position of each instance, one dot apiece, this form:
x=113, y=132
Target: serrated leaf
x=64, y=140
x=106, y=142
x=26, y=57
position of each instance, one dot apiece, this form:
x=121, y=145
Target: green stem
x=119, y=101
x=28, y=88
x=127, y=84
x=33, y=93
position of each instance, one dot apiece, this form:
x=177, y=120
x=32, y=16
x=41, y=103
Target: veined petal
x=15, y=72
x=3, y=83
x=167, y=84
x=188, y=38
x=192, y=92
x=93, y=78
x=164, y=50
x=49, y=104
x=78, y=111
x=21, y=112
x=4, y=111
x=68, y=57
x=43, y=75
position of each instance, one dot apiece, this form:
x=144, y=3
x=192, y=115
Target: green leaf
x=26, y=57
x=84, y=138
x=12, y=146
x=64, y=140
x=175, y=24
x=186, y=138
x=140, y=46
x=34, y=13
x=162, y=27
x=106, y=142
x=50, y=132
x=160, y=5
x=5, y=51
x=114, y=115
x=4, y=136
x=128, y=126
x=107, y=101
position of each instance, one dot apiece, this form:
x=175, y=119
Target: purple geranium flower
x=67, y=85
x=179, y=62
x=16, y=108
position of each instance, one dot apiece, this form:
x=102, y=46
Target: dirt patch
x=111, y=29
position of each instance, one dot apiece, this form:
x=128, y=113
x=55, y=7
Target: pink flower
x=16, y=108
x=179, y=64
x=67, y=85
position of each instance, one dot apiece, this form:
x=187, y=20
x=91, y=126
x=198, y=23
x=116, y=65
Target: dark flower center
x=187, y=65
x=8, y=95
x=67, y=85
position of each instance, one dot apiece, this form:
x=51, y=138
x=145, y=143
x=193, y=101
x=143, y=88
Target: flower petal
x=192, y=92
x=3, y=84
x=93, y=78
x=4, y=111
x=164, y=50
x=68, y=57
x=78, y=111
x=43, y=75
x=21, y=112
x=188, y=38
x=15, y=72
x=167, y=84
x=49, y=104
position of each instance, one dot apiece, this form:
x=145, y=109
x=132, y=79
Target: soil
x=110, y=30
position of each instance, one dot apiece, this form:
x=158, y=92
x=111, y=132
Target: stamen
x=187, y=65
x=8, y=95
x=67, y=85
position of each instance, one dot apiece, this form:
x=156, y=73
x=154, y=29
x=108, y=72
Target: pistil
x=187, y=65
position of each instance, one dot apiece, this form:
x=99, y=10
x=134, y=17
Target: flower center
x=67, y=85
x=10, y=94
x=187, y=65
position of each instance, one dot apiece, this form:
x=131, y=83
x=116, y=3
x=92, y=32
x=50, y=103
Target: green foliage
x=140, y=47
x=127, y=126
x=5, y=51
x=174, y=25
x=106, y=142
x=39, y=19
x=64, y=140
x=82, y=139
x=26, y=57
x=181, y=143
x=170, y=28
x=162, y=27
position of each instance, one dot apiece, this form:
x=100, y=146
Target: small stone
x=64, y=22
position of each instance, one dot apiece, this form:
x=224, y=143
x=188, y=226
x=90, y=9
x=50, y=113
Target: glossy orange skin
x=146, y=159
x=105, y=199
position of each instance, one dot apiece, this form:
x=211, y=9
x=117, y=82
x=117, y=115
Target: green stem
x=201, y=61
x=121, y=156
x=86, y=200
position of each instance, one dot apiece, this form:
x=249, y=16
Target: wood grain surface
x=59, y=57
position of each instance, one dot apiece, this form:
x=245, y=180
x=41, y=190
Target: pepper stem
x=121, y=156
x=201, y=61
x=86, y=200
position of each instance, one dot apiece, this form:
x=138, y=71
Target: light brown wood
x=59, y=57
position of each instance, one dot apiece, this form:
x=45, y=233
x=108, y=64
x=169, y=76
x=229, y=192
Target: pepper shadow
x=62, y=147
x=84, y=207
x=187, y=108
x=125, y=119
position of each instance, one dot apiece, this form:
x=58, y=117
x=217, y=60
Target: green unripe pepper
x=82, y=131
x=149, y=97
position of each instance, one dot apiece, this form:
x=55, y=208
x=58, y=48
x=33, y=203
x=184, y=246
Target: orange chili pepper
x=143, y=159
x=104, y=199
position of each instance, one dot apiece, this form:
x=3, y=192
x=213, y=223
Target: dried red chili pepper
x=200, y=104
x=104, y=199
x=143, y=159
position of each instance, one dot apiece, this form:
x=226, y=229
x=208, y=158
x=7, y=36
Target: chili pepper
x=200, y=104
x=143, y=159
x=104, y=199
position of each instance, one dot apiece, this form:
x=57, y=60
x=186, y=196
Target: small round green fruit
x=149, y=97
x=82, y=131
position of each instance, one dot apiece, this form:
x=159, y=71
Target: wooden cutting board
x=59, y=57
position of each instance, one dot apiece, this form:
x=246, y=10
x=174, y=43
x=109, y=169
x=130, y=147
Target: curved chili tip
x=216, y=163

▸ **Work instruction**
A verbatim copy of every entry is needed.

▸ **Response below**
position of each instance, one dot apiece, this form:
x=113, y=132
Target: serrated leaf
x=64, y=140
x=106, y=142
x=26, y=57
position of each instance, one dot apiece, this form:
x=121, y=145
Target: green stem
x=119, y=101
x=28, y=88
x=127, y=84
x=33, y=93
position of each instance, one dot apiece, this form:
x=177, y=120
x=32, y=16
x=41, y=103
Target: veined petal
x=15, y=72
x=3, y=83
x=167, y=84
x=188, y=38
x=192, y=92
x=93, y=78
x=164, y=50
x=49, y=104
x=78, y=111
x=21, y=112
x=4, y=111
x=68, y=57
x=43, y=75
position of each instance, one dot apiece, this form:
x=144, y=3
x=192, y=115
Target: green leaf
x=26, y=57
x=84, y=138
x=12, y=146
x=64, y=140
x=175, y=24
x=186, y=138
x=140, y=46
x=34, y=13
x=162, y=27
x=106, y=142
x=50, y=132
x=160, y=5
x=5, y=51
x=114, y=115
x=4, y=136
x=128, y=126
x=107, y=101
position of each instance, one dot apiece, this form:
x=175, y=119
Target: purple geranium flower
x=67, y=85
x=179, y=62
x=16, y=108
position of each instance, one dot apiece, this form:
x=102, y=46
Target: dirt patch
x=111, y=29
position of each instance, one dot apiece, this form:
x=128, y=113
x=55, y=7
Target: pink flower
x=16, y=108
x=179, y=64
x=67, y=85
position of each instance, one dot apiece, this form:
x=187, y=20
x=91, y=126
x=198, y=23
x=116, y=65
Target: dark flower center
x=187, y=65
x=8, y=95
x=67, y=85
position of each instance, one dot apiece, this form:
x=51, y=138
x=145, y=143
x=193, y=101
x=143, y=88
Target: flower petal
x=192, y=92
x=3, y=84
x=93, y=78
x=4, y=111
x=164, y=50
x=68, y=57
x=78, y=111
x=43, y=75
x=21, y=112
x=188, y=38
x=15, y=72
x=167, y=84
x=49, y=104
position of each instance, one dot apiece, this form:
x=145, y=109
x=132, y=79
Target: soil
x=110, y=30
position of each instance, one dot apiece, this form:
x=158, y=92
x=111, y=132
Target: stamen
x=187, y=65
x=8, y=95
x=67, y=85
position of each instance, one dot apiece, this form:
x=156, y=73
x=154, y=29
x=108, y=72
Target: pistil
x=187, y=65
position of each instance, one dot apiece, this form:
x=99, y=10
x=134, y=17
Target: flower center
x=67, y=85
x=10, y=94
x=187, y=65
position of each instance, one dot apiece, this form:
x=131, y=83
x=116, y=3
x=92, y=32
x=50, y=103
Target: green foliage
x=140, y=47
x=127, y=126
x=5, y=51
x=174, y=25
x=106, y=142
x=39, y=19
x=64, y=140
x=82, y=139
x=26, y=57
x=181, y=143
x=170, y=28
x=162, y=27
position of each instance, one dot apiece, this form:
x=100, y=146
Target: small stone
x=64, y=22
position of each instance, one dot apiece, this form:
x=224, y=143
x=188, y=226
x=90, y=9
x=50, y=113
Target: glossy orange skin
x=146, y=159
x=105, y=199
position of each instance, one dot apiece, this form:
x=211, y=9
x=117, y=82
x=117, y=115
Target: green stem
x=201, y=61
x=121, y=156
x=86, y=200
position of each instance, one dot apiece, this form:
x=249, y=16
Target: wood grain surface
x=59, y=57
position of each instance, one dot apiece, this form:
x=245, y=180
x=41, y=190
Target: pepper stem
x=121, y=156
x=201, y=61
x=86, y=200
position of each instance, one dot apiece, this form:
x=138, y=71
Target: light brown wood
x=59, y=57
position of each instance, one dot apiece, this form:
x=45, y=233
x=108, y=64
x=169, y=76
x=229, y=192
Target: pepper shadow
x=62, y=147
x=84, y=207
x=187, y=108
x=125, y=119
position of each instance, one dot apiece, this form:
x=58, y=117
x=217, y=60
Target: green unripe pepper
x=82, y=131
x=149, y=97
position of each instance, one dot apiece, this form:
x=55, y=208
x=58, y=48
x=33, y=203
x=184, y=246
Target: orange chili pepper
x=143, y=159
x=104, y=199
position of each instance, one dot apiece, this form:
x=3, y=192
x=213, y=223
Target: dried red chili pepper
x=200, y=104
x=104, y=199
x=143, y=159
position of each instance, one dot apiece, this form:
x=226, y=229
x=208, y=158
x=7, y=36
Target: chili pepper
x=200, y=104
x=143, y=159
x=104, y=199
position of each instance, one dot apiece, this form:
x=57, y=60
x=186, y=196
Target: small round green fruit
x=149, y=97
x=82, y=131
position of each instance, one dot apiece, this form:
x=159, y=71
Target: wooden cutting board
x=59, y=57
position of each instance, one dot apiece, this form:
x=246, y=10
x=174, y=43
x=109, y=169
x=130, y=147
Target: curved chili tip
x=216, y=163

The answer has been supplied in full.